REQUIREMENTS: Can you pull out every line in the entries below that contains the word "food"?

DATA IN THIS EXERCISE:

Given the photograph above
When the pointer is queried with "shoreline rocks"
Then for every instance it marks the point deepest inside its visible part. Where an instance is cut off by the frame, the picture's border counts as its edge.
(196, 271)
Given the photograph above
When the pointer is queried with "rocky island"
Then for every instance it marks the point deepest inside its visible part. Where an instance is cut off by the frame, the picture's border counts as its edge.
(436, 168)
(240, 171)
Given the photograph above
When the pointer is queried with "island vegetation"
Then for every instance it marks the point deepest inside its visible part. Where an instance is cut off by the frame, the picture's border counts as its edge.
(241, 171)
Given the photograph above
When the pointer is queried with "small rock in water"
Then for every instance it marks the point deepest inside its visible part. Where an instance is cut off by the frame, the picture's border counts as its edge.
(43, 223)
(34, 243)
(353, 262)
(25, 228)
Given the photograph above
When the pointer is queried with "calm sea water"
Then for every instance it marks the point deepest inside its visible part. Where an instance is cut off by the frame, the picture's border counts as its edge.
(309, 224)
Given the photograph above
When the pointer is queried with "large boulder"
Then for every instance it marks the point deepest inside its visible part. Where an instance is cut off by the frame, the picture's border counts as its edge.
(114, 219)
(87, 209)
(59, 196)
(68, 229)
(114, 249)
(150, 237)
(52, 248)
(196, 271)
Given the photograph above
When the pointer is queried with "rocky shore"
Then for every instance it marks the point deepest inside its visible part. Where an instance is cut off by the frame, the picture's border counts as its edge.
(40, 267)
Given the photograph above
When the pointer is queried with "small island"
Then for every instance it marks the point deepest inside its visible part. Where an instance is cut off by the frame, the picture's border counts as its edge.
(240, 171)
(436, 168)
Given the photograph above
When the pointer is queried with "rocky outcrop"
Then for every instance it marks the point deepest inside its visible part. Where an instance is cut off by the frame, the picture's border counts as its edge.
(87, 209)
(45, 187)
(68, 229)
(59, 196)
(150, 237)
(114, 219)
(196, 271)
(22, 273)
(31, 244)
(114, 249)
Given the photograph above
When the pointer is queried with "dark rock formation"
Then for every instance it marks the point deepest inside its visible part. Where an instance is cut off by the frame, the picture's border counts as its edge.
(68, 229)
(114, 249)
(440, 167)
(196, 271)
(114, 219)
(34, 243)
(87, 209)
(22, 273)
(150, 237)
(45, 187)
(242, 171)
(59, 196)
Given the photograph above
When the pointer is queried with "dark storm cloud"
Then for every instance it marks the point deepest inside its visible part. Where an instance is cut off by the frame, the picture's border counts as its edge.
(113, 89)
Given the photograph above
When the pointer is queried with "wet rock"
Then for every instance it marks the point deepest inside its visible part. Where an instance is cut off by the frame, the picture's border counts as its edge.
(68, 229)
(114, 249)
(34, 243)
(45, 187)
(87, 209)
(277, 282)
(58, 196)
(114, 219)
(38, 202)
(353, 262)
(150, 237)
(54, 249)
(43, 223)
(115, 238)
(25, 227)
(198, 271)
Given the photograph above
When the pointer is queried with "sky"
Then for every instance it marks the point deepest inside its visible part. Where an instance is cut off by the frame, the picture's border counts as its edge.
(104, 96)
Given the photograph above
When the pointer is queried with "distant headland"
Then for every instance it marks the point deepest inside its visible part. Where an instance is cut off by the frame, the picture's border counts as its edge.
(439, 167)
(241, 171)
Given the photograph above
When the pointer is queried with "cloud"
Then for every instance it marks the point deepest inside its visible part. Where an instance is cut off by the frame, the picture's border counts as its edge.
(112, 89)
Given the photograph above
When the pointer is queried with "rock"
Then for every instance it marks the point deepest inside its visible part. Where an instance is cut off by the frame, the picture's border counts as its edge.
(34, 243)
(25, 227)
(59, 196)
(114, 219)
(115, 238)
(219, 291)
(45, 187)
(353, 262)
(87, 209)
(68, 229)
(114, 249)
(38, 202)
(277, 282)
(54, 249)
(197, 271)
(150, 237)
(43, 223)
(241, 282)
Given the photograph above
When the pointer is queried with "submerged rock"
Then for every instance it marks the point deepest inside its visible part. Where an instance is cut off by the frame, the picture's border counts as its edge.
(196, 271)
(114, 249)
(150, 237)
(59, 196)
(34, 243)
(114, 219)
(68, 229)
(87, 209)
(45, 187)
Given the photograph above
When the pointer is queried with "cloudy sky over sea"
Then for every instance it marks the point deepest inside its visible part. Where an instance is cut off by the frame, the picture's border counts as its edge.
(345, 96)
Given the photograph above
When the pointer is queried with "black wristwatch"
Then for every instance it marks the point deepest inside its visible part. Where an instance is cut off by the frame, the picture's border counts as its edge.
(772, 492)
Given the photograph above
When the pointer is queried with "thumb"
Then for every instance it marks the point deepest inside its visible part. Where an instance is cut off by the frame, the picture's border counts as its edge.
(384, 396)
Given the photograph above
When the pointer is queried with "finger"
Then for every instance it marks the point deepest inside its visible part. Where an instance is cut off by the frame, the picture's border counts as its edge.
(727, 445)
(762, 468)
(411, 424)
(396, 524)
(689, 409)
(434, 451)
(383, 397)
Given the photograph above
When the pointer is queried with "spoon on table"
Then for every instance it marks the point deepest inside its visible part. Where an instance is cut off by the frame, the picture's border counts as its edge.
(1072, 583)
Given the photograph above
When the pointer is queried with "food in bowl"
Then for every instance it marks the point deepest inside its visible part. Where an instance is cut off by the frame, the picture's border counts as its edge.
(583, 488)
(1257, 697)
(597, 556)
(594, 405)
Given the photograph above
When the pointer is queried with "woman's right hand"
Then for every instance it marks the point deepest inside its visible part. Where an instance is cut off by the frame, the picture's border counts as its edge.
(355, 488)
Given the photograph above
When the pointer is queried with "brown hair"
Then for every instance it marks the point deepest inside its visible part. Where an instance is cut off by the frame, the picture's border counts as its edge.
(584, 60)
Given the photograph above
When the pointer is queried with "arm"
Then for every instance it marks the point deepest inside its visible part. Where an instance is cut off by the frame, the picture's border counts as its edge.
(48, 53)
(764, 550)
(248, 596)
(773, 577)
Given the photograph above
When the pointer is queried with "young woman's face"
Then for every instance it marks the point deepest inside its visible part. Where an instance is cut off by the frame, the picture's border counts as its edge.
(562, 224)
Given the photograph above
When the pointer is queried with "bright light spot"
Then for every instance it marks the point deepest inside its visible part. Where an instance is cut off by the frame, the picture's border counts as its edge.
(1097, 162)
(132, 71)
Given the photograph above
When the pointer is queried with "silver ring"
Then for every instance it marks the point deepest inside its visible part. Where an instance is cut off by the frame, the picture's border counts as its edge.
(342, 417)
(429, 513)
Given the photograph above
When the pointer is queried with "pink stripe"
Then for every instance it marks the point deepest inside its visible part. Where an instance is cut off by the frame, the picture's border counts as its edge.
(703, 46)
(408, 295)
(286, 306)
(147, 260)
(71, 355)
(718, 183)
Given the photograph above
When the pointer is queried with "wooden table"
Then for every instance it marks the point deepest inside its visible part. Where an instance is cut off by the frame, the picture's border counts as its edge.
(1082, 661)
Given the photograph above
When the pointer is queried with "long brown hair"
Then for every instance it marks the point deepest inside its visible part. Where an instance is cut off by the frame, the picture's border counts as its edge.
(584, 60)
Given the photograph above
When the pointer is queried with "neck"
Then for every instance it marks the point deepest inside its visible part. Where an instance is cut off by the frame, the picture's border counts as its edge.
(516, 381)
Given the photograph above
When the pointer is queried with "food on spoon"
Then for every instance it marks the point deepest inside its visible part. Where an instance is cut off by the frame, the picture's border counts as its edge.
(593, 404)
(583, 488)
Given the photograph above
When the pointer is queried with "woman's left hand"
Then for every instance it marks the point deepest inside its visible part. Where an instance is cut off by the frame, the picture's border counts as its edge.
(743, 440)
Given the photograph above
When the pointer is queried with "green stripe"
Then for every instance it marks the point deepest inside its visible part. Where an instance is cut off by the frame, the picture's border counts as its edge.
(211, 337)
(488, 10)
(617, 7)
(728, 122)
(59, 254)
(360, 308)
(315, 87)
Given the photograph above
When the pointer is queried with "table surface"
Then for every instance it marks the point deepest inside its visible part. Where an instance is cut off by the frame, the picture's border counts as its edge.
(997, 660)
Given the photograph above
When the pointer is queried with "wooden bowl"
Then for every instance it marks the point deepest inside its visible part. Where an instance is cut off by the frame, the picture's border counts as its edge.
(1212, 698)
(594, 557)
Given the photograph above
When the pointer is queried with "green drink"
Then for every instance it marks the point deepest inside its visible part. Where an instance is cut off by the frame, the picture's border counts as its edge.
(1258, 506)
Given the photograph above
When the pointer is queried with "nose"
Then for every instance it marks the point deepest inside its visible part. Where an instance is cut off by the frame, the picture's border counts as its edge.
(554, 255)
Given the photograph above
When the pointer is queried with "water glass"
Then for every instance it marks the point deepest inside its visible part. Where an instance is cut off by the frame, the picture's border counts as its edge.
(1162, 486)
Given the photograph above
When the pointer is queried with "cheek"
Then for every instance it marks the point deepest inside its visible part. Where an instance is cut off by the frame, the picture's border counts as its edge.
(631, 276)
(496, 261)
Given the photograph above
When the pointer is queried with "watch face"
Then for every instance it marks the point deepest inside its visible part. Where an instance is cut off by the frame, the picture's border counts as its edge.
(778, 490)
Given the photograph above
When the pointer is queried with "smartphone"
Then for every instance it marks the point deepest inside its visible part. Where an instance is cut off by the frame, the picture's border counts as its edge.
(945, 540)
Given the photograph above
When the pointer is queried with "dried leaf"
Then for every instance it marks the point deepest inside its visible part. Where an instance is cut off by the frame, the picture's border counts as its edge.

OUTPUT BELOW:
When the pointer is queried with "food in bowl"
When the pointer is queried with "food on spoon"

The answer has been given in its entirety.